* 文書の抜粋

----------

福居リアルタイムで人間を見ているかのようにアバターが動いて会話しているのを見ると、やってよかったと思いました。参加していただいた方のアンケート結果も、満足度は総じて高かったです。とくに、ステージ内にスタッフアバターを常駐していて、接続の問題などが起きたときに実際に電話やチャットで解決するということができたのは、すごく評価していただけました。「スタッフさんのおかげで対戦に復帰できました」という報告もけっこうな数をいただいていて、そこはうれしかったです。ユーザーどうしのコミュニケーションだけではなくて、公式スタッフも部屋にいるということの安心感はあったのではないかなと思っています。
――たしかに、その安心感は大きいですね。
福居また、参加したプレイヤーさんに大会への参加目的などもうかがったのですが、カードショップなどで実際にバトルをしたことがなくて、知らない人と対戦するのが初めてという初心者の方が25%もいらっしゃったんです。これはかなり高い数字で、むしろオンラインだからこそ、敷居が下がったのではないかという手応えもありました。
私もそんなにカードゲームがあまり得意ではなくて、カードショップで対戦できる勇気もそんなにないのですが、私のようなタイプのプレイヤーでも、“オンラインロビー”の環境であれば、まずはドット絵のカジュアルなビジュアルに興味を持ってもらえて、ロビーに入ったら、「せっかく来たんだから1回は“TCGコネクト”で遊んでみようかな」と思ってもらえるかもしれない……。そんな感触は持てました。
――オンラインだからこそ気軽に参加できる可能性もあるかもしれないということですね。
福居あと、“オンラインロビー”では、観戦者として入ってチャットのやり取りやユーザーどうしのコミュニケーションも閲覧できるんです。対戦している人のテーブルを押すと観戦できるシステムもあるのですが、それもオフラインの大会ではなかなか覗き込んで見ることはできないですよね。大会の会場で対戦の様子を覗くよりかは、遥かにハードルが低いと思います(笑)。

----------

* 提供された情報
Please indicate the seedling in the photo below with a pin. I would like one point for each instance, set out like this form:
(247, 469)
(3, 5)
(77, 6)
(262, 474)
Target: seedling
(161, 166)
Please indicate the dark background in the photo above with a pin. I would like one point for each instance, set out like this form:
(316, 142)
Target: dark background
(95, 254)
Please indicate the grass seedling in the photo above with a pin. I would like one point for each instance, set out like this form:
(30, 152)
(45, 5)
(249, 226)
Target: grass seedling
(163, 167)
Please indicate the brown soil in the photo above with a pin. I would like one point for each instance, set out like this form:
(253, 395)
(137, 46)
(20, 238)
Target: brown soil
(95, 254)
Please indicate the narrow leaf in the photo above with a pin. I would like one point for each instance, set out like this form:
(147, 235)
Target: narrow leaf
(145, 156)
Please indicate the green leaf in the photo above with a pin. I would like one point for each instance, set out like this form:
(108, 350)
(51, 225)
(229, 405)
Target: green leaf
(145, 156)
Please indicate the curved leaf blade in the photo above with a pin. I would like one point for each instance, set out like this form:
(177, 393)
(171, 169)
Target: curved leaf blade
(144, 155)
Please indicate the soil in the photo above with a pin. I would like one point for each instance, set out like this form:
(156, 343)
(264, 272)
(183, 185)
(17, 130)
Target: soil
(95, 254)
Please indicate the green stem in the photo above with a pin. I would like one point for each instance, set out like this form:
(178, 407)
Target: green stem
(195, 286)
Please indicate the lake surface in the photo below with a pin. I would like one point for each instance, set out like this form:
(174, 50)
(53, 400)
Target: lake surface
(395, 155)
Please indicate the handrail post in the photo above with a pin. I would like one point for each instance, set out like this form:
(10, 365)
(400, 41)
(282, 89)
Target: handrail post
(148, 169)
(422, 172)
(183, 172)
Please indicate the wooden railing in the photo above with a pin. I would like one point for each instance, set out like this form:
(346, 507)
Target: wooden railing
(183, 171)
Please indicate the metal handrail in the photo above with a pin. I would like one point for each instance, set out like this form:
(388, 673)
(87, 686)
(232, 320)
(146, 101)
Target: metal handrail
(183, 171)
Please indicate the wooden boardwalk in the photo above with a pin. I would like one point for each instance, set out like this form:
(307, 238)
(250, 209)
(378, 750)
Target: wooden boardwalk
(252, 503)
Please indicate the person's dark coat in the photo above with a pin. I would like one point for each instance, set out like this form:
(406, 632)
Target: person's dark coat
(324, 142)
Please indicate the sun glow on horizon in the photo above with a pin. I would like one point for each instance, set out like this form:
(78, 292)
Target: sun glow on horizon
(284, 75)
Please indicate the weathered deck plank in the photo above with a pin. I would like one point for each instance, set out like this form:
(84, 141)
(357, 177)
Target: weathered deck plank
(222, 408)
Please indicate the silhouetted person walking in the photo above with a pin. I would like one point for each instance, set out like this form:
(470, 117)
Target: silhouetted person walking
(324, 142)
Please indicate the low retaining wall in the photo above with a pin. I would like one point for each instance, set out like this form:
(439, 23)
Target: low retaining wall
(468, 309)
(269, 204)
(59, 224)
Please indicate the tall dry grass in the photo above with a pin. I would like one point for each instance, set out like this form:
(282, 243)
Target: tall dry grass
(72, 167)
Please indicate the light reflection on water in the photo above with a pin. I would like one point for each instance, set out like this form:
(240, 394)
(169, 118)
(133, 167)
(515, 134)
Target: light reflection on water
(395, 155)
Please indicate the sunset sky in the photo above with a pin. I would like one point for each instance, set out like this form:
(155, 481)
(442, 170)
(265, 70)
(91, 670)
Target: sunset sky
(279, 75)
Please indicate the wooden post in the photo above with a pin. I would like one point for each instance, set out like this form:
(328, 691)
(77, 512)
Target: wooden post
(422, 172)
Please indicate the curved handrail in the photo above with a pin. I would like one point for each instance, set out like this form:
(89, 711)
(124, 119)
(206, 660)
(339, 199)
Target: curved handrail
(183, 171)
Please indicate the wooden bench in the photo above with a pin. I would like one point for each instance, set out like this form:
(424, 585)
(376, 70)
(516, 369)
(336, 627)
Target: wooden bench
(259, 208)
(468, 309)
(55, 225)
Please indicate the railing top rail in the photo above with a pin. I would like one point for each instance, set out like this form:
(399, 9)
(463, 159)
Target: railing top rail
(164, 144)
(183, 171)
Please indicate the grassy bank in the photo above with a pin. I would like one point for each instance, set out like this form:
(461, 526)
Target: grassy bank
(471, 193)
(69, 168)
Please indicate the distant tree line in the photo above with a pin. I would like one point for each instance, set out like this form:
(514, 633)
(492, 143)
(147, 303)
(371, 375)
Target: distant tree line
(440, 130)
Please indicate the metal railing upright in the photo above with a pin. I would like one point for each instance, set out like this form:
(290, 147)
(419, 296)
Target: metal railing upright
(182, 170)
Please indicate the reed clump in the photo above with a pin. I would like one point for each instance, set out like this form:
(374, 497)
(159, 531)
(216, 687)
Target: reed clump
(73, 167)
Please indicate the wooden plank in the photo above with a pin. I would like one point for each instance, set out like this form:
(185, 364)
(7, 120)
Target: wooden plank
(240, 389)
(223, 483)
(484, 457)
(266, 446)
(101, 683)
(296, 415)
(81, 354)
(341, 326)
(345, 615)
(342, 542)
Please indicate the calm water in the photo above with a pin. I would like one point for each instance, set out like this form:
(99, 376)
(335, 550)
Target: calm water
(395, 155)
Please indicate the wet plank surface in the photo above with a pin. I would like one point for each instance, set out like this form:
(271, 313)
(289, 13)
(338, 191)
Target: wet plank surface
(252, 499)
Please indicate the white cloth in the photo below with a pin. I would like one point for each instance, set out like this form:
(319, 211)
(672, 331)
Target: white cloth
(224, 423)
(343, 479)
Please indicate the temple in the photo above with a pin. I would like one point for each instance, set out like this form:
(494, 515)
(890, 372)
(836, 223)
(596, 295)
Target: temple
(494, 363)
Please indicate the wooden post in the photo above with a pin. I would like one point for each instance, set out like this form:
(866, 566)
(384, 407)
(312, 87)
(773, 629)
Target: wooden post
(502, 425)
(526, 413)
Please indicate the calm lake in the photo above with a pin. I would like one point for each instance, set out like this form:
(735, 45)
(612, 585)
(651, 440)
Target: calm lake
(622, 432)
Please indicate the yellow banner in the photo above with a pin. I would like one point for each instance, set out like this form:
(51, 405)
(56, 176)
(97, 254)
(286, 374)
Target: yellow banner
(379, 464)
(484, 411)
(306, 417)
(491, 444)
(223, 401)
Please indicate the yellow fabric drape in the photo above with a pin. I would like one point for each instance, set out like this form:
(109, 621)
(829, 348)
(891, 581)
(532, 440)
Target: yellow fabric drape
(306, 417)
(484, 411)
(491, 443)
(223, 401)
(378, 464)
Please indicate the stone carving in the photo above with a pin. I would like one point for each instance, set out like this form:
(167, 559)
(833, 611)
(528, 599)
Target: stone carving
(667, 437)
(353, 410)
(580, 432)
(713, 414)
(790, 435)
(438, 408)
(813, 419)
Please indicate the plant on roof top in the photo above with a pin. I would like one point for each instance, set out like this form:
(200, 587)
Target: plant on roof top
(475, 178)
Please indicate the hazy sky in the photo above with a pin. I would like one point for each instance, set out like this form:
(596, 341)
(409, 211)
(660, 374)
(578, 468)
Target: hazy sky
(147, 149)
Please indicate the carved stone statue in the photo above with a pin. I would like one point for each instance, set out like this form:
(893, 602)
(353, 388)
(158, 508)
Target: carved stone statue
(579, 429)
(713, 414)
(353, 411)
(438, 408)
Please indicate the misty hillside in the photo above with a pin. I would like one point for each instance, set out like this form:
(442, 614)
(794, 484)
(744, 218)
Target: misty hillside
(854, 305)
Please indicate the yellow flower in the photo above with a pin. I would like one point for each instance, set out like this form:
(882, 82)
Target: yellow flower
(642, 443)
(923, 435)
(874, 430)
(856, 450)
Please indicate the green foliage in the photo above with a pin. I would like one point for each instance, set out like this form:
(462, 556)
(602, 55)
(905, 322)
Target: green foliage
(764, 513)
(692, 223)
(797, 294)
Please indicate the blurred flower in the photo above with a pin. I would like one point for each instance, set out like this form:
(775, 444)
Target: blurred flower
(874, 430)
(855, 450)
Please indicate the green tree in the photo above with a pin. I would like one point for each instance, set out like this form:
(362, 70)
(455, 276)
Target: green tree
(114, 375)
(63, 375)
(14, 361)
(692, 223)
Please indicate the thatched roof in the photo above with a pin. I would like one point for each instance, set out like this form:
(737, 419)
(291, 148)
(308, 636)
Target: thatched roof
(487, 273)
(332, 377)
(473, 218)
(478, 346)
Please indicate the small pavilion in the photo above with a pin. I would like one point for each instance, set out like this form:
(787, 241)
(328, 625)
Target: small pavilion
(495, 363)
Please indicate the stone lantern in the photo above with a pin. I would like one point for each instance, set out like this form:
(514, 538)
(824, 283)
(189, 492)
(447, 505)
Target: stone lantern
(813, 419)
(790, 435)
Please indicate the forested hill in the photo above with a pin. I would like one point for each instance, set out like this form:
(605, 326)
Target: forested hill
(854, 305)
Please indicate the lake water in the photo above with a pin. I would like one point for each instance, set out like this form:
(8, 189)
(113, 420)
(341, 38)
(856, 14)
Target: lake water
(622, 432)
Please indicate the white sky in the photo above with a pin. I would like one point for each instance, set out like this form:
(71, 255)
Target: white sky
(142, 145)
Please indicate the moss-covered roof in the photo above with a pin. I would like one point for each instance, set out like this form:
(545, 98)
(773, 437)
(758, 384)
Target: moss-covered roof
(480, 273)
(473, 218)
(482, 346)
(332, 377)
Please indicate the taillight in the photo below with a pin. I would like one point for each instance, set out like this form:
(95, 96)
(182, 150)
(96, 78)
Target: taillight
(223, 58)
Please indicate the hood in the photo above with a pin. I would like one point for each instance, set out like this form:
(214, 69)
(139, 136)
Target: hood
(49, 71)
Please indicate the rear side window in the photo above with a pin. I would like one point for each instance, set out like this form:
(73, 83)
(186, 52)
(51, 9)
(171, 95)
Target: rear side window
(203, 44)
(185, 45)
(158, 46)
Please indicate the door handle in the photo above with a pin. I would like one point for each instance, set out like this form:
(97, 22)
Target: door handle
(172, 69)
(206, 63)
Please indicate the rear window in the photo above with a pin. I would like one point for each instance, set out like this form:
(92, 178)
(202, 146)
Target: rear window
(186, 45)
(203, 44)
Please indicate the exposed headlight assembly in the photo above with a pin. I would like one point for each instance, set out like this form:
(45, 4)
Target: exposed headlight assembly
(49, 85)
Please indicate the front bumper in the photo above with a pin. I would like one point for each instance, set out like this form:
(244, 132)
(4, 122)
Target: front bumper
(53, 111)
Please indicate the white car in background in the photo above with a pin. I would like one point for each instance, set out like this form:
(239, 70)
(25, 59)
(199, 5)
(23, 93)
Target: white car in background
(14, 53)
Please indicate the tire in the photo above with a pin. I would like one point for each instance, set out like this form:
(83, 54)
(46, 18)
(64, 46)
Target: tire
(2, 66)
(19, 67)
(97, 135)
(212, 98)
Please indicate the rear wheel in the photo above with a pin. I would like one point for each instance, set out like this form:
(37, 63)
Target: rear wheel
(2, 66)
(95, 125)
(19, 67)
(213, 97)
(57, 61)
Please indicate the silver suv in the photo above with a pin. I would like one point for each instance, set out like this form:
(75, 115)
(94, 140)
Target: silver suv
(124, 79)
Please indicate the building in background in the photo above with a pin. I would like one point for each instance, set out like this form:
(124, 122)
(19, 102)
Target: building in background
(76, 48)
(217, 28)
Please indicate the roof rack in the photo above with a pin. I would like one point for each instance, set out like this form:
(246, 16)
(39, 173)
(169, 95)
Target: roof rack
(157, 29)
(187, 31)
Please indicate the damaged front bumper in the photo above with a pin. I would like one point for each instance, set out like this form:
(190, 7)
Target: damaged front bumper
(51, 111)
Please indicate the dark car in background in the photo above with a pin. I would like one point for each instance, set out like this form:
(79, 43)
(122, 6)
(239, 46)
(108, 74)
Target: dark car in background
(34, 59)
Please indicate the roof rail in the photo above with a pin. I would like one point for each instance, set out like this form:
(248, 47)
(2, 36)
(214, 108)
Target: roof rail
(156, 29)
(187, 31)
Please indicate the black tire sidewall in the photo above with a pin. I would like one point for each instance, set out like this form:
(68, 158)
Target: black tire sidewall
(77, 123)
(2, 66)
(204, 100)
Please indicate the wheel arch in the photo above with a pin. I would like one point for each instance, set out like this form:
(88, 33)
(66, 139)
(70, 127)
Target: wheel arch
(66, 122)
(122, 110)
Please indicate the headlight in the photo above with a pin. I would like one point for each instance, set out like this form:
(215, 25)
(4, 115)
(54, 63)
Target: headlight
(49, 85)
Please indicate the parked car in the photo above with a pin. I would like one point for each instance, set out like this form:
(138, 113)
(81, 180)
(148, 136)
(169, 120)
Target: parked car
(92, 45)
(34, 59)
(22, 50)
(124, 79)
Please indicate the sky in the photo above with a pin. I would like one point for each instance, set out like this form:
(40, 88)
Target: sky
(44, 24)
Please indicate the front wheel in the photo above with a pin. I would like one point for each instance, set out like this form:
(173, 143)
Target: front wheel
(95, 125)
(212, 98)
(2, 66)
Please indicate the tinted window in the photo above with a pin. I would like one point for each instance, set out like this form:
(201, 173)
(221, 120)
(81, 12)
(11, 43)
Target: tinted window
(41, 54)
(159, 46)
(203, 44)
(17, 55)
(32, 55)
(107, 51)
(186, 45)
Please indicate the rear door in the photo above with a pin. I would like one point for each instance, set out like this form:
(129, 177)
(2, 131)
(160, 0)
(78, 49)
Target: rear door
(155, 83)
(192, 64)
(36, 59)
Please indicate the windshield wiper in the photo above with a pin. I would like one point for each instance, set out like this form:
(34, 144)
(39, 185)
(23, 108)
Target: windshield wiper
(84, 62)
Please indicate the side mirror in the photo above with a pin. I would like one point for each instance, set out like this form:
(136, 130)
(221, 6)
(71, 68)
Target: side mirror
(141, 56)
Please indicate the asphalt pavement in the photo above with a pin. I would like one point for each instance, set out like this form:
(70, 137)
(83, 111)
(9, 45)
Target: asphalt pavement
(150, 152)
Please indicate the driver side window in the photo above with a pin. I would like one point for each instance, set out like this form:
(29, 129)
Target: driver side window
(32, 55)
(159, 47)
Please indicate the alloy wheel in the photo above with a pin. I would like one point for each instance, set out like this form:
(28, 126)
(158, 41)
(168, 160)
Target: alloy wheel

----------

* 情報の活用
a) インタビュー本文の福居氏の発言から、アンケートや参加者の声として紹介されている結果をすべて挙げてください。
b) インタビュー本文の最後の文に続けて、その先を書いてください。
提供された行は、使わなくても差し支えありません。

* あなたの回答
a)
・参加者の満足度は総じて高かった。
・ステージ内にスタッフアバターを常駐させ、接続の問題などを電話やチャットで解決できた点が高く評価された。
・「スタッフさんのおかげで対戦に復帰できました」という報告がけっこうな数寄せられた。
・カードショップなどで対戦した経験がなく、知らない人との対戦が初めてという初心者が25%いた。

b)
――あと、現在バンダイさんが展開しているTCGの『バトルスピリッツ』や『デジモンカードゲーム』は、基本的にはオフラインで遊ぶものとして作られたと思うのですが、それを“TCGコネクト”に持っていったときの、再現が難しい部分はどのようにして解決しているのでしょうか? 素人考えだとプレイヤー間でゲームへの理解度に差がある場合や追加されたばかりの新カードを使っての対戦を行なった際などに、試合が止まってしまいそうに思うのですが……。
福居そこは、お互いにカードの効果を読み上げしてもらうなど、ユーザーどうしのコミュニケーションに頼らざるを得ない部分ではあります。ただ、TCG業界全体として、3月あたりからオンライン対戦は少しずつ始まっていたので、ユーザーさんのリテラシーが非常に高くて、オンラインでのプレイに適応してもらっていると感じています。あとは、『デジモンカードゲーム』にしても『バトルスピリッツ』にしても配信番組を放送していて、そこでオンラインサービスの遊びかたなどは、引き続き訴求していきたいと考えています。
――“オンラインロビー”は、2021年1月から正式サービス開始となりますが、基本はイベントごとの開催ですよね?
福居はい。“TCGコネクト”は常設で開いていて、TCGで遊びたいと思ったらアクセスしてもらえばすぐに使えます。一方“オンラインロビー”は、スタッフを常駐させる形式なこともあり、現状はイベント開催ごとに随時オープンさせていくことになります。
――“オンラインロビー”で、大会以外のイベントを開く予定などはありますか?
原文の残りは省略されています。